▶ _Problem_: Please arrange every line of the entries below as a Markdown table with two columns, "Index" for the row number and "Content" for the line itself, leaving out blank lines.

▶ _Data for this exercise_:

::::::::

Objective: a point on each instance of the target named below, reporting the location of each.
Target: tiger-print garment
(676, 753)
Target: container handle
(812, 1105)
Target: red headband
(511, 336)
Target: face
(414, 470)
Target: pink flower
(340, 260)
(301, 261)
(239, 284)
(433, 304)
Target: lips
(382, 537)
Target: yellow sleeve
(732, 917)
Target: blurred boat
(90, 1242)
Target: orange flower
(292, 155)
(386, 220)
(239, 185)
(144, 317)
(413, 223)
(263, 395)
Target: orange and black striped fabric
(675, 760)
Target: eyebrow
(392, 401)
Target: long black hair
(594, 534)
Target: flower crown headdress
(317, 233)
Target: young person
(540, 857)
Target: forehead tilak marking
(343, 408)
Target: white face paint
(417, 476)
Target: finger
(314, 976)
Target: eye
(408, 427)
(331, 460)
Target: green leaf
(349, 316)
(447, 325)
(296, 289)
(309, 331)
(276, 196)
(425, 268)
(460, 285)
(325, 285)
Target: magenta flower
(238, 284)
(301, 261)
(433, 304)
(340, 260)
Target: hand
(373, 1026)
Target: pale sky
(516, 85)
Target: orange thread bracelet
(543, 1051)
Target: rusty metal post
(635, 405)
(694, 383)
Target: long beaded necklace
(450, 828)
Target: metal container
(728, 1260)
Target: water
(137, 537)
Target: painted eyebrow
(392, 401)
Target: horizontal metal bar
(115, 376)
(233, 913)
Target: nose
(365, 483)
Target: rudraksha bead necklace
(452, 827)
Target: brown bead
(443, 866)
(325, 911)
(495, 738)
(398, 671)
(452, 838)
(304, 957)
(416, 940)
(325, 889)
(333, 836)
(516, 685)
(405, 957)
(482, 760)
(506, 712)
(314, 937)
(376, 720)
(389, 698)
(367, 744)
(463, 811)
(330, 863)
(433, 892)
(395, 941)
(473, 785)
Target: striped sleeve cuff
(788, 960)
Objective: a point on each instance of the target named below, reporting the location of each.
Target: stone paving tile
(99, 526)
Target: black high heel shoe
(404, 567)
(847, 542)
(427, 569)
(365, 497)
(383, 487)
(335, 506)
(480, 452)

::::::::

▶ _Result below_:
| Index | Content |
|---|---|
| 1 | Objective: a point on each instance of the target named below, reporting the location of each. |
| 2 | Target: tiger-print garment |
| 3 | (676, 753) |
| 4 | Target: container handle |
| 5 | (812, 1105) |
| 6 | Target: red headband |
| 7 | (511, 336) |
| 8 | Target: face |
| 9 | (414, 470) |
| 10 | Target: pink flower |
| 11 | (340, 260) |
| 12 | (301, 261) |
| 13 | (239, 284) |
| 14 | (433, 304) |
| 15 | Target: lips |
| 16 | (382, 537) |
| 17 | Target: yellow sleeve |
| 18 | (732, 917) |
| 19 | Target: blurred boat |
| 20 | (90, 1242) |
| 21 | Target: orange flower |
| 22 | (292, 155) |
| 23 | (386, 220) |
| 24 | (239, 185) |
| 25 | (144, 317) |
| 26 | (413, 223) |
| 27 | (263, 395) |
| 28 | Target: orange and black striped fabric |
| 29 | (675, 760) |
| 30 | Target: eyebrow |
| 31 | (392, 401) |
| 32 | Target: long black hair |
| 33 | (594, 534) |
| 34 | Target: flower crown headdress |
| 35 | (317, 233) |
| 36 | Target: young person |
| 37 | (540, 857) |
| 38 | Target: forehead tilak marking |
| 39 | (343, 408) |
| 40 | Target: white face paint |
| 41 | (417, 476) |
| 42 | Target: finger |
| 43 | (314, 976) |
| 44 | Target: eye |
| 45 | (408, 427) |
| 46 | (331, 460) |
| 47 | Target: green leaf |
| 48 | (349, 316) |
| 49 | (447, 325) |
| 50 | (296, 289) |
| 51 | (309, 331) |
| 52 | (276, 196) |
| 53 | (425, 268) |
| 54 | (460, 285) |
| 55 | (325, 285) |
| 56 | Target: magenta flower |
| 57 | (238, 284) |
| 58 | (301, 261) |
| 59 | (433, 304) |
| 60 | (340, 260) |
| 61 | Target: hand |
| 62 | (373, 1026) |
| 63 | Target: pale sky |
| 64 | (516, 85) |
| 65 | Target: orange thread bracelet |
| 66 | (543, 1051) |
| 67 | Target: rusty metal post |
| 68 | (635, 405) |
| 69 | (694, 383) |
| 70 | Target: long beaded necklace |
| 71 | (450, 828) |
| 72 | Target: metal container |
| 73 | (728, 1260) |
| 74 | Target: water |
| 75 | (137, 537) |
| 76 | Target: painted eyebrow |
| 77 | (392, 401) |
| 78 | Target: horizontal metal bar |
| 79 | (115, 376) |
| 80 | (233, 913) |
| 81 | Target: nose |
| 82 | (365, 483) |
| 83 | Target: rudraksha bead necklace |
| 84 | (452, 827) |
| 85 | Target: brown bead |
| 86 | (443, 866) |
| 87 | (325, 911) |
| 88 | (495, 738) |
| 89 | (398, 671) |
| 90 | (452, 838) |
| 91 | (304, 957) |
| 92 | (416, 940) |
| 93 | (325, 889) |
| 94 | (333, 836) |
| 95 | (516, 685) |
| 96 | (405, 957) |
| 97 | (482, 760) |
| 98 | (506, 712) |
| 99 | (314, 937) |
| 100 | (376, 720) |
| 101 | (389, 698) |
| 102 | (367, 744) |
| 103 | (463, 811) |
| 104 | (330, 863) |
| 105 | (433, 892) |
| 106 | (395, 941) |
| 107 | (473, 785) |
| 108 | Target: striped sleeve cuff |
| 109 | (788, 960) |
| 110 | Objective: a point on each instance of the target named below, reporting the location of each. |
| 111 | Target: stone paving tile |
| 112 | (99, 526) |
| 113 | Target: black high heel shoe |
| 114 | (404, 567) |
| 115 | (847, 542) |
| 116 | (427, 569) |
| 117 | (365, 497) |
| 118 | (383, 487) |
| 119 | (335, 506) |
| 120 | (480, 452) |